[Named-object pointing records]
------------

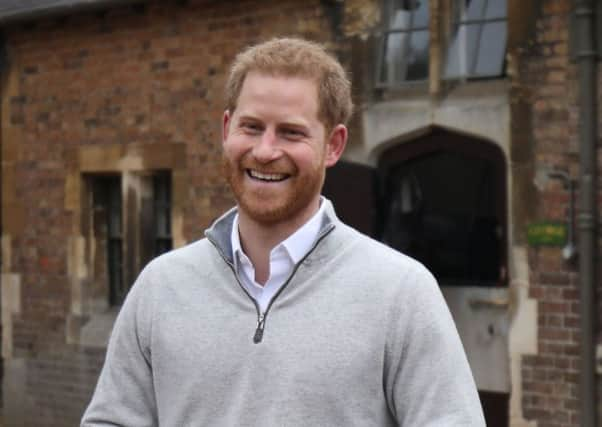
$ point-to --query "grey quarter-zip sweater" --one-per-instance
(358, 336)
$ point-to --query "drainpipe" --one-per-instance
(587, 218)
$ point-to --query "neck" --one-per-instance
(258, 239)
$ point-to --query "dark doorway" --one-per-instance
(440, 198)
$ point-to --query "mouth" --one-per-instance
(266, 177)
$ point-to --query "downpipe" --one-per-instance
(587, 218)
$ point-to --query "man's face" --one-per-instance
(276, 149)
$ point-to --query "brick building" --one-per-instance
(110, 131)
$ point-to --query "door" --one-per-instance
(442, 200)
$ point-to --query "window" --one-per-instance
(478, 41)
(130, 223)
(404, 55)
(471, 41)
(162, 213)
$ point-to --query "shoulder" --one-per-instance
(381, 260)
(177, 263)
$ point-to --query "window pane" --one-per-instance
(461, 53)
(496, 9)
(421, 14)
(418, 56)
(396, 48)
(400, 19)
(491, 50)
(475, 9)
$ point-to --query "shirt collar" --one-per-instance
(297, 244)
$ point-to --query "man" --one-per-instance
(283, 315)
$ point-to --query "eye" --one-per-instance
(292, 133)
(251, 127)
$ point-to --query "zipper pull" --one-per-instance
(259, 331)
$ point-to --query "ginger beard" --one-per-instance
(273, 203)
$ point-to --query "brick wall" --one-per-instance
(150, 74)
(550, 379)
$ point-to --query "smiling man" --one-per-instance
(283, 315)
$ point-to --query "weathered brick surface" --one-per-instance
(154, 75)
(550, 380)
(150, 74)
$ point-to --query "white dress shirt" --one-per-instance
(283, 258)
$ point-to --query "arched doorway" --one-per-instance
(441, 198)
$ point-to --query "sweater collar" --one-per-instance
(220, 231)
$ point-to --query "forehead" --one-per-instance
(286, 94)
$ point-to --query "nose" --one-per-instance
(266, 148)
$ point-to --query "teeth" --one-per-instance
(267, 176)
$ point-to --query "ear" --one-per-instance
(226, 125)
(335, 145)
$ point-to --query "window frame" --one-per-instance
(456, 20)
(386, 31)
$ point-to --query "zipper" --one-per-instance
(261, 317)
(259, 331)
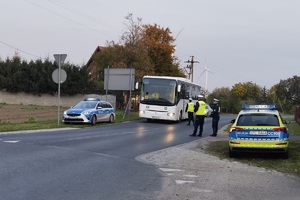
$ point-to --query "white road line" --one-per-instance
(12, 141)
(180, 182)
(170, 170)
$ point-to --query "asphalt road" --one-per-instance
(117, 161)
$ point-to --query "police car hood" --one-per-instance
(77, 110)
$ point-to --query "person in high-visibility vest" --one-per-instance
(190, 110)
(199, 116)
(215, 117)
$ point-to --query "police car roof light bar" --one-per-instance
(91, 99)
(259, 107)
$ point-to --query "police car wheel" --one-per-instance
(285, 155)
(111, 119)
(94, 120)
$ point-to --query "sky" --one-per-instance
(232, 41)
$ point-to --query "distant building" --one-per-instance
(91, 65)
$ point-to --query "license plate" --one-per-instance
(258, 133)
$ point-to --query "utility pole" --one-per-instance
(191, 67)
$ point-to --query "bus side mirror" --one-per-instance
(179, 88)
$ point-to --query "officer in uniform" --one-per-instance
(200, 116)
(190, 109)
(215, 117)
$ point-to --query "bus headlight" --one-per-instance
(171, 114)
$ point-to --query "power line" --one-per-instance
(191, 67)
(19, 50)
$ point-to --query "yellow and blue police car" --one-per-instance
(90, 110)
(259, 128)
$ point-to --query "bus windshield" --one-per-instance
(158, 91)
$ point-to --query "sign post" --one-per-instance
(59, 76)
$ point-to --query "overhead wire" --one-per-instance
(17, 49)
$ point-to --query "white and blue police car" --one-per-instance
(259, 128)
(90, 110)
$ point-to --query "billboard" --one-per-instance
(119, 78)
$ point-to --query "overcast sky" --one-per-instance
(237, 40)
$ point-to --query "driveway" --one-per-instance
(189, 173)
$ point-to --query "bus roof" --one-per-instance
(170, 77)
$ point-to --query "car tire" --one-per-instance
(231, 154)
(94, 120)
(285, 155)
(180, 117)
(111, 119)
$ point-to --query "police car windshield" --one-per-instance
(86, 104)
(257, 120)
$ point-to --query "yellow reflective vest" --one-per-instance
(190, 107)
(201, 108)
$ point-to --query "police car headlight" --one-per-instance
(171, 114)
(86, 112)
(142, 112)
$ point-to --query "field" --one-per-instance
(14, 113)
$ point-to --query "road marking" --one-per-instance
(15, 141)
(191, 176)
(170, 170)
(180, 182)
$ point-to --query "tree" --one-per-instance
(159, 44)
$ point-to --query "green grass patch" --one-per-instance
(294, 128)
(33, 107)
(33, 124)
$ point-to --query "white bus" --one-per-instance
(165, 98)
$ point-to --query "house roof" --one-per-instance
(98, 49)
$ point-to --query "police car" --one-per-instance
(90, 110)
(259, 128)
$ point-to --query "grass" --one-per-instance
(268, 161)
(33, 124)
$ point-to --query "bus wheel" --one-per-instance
(180, 117)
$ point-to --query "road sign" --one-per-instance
(55, 75)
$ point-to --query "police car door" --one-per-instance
(100, 111)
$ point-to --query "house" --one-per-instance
(91, 65)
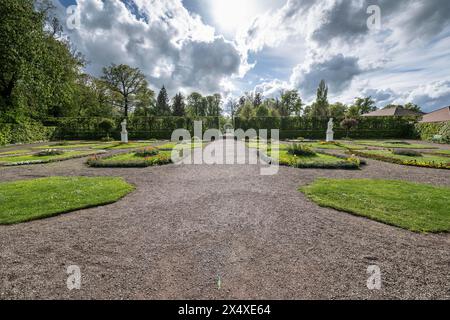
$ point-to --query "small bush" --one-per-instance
(147, 152)
(50, 152)
(300, 150)
(406, 152)
(62, 144)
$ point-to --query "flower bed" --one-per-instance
(425, 160)
(130, 160)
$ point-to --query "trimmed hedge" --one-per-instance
(24, 132)
(428, 130)
(367, 128)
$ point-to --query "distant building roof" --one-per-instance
(393, 112)
(440, 115)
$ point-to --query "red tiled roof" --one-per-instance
(440, 115)
(392, 112)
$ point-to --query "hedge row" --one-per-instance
(138, 127)
(428, 130)
(368, 128)
(24, 132)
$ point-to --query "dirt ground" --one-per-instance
(187, 225)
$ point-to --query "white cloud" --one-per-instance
(171, 46)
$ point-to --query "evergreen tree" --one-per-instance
(162, 103)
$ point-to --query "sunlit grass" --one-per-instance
(27, 200)
(412, 206)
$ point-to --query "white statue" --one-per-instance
(124, 133)
(330, 132)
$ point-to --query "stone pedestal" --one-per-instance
(124, 137)
(124, 133)
(330, 136)
(330, 132)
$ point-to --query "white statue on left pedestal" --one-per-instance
(330, 132)
(124, 133)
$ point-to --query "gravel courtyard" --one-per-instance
(187, 225)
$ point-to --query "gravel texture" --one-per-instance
(185, 225)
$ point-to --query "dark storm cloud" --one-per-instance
(338, 71)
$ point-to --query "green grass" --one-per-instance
(171, 145)
(22, 201)
(131, 157)
(77, 146)
(14, 152)
(33, 158)
(426, 160)
(412, 206)
(440, 152)
(389, 144)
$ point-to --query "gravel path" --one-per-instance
(186, 225)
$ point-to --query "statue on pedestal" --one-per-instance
(124, 133)
(330, 132)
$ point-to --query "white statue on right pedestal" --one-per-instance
(330, 132)
(124, 133)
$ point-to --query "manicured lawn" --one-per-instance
(22, 201)
(33, 158)
(391, 144)
(426, 160)
(264, 145)
(124, 146)
(131, 156)
(171, 145)
(440, 152)
(76, 146)
(412, 206)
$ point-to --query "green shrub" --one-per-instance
(300, 150)
(406, 152)
(62, 144)
(50, 152)
(102, 162)
(147, 152)
(428, 130)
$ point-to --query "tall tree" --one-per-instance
(37, 71)
(126, 82)
(195, 105)
(361, 106)
(291, 103)
(178, 106)
(163, 103)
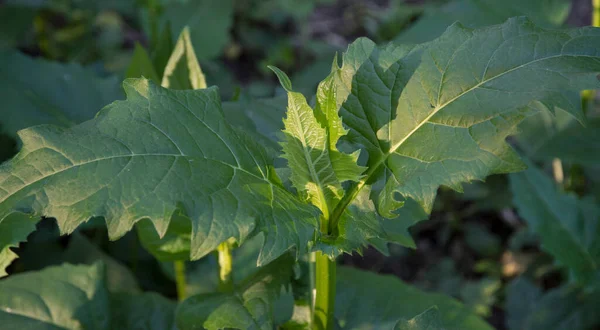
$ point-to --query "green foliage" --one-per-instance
(201, 16)
(161, 169)
(250, 306)
(357, 164)
(367, 298)
(76, 297)
(561, 308)
(436, 114)
(569, 228)
(68, 297)
(61, 94)
(574, 144)
(428, 320)
(479, 13)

------------

EXERCISE GOAL ▸
The lines to copy run from the line containing "statue on left" through the end of the data above; copy exactly those, minus the pictures.

COMPLETED EXERCISE ▸
$ point-to --query "white statue on left pedestal" --one-per-instance
(330, 132)
(124, 133)
$ point-to --query "gravel courtyard" --one-per-instance
(187, 225)
$ point-to --query "gravel texture" --one-per-instance
(185, 225)
$ point-to --query "dark storm cloud" --one-per-instance
(338, 71)
$ point-to --query "green grass" --one-per-instance
(171, 145)
(22, 201)
(131, 157)
(77, 146)
(14, 152)
(33, 158)
(426, 160)
(412, 206)
(440, 152)
(389, 144)
$ point-to --query "gravel path" --one-per-instance
(186, 225)
$ point-to --query "statue on pedestal" --one-per-instance
(124, 133)
(330, 132)
$ point-to --query "white statue on right pedestal" --one-per-instance
(330, 132)
(124, 133)
$ point-to --query "manicured lawn" --one-per-instance
(22, 201)
(33, 158)
(391, 144)
(426, 160)
(264, 145)
(124, 146)
(131, 156)
(171, 145)
(440, 152)
(76, 146)
(412, 206)
$ point-to --query "green shrub" --one-per-instance
(300, 150)
(406, 152)
(62, 144)
(50, 152)
(102, 162)
(147, 152)
(428, 130)
$ point-to --query "tall tree" --one-per-instance
(37, 71)
(126, 82)
(195, 105)
(361, 106)
(291, 103)
(178, 106)
(163, 103)
$ point-to --query "green foliage" --one-per-instance
(201, 16)
(161, 169)
(250, 306)
(357, 164)
(367, 298)
(76, 297)
(561, 308)
(436, 114)
(569, 228)
(68, 297)
(61, 94)
(574, 144)
(428, 320)
(479, 13)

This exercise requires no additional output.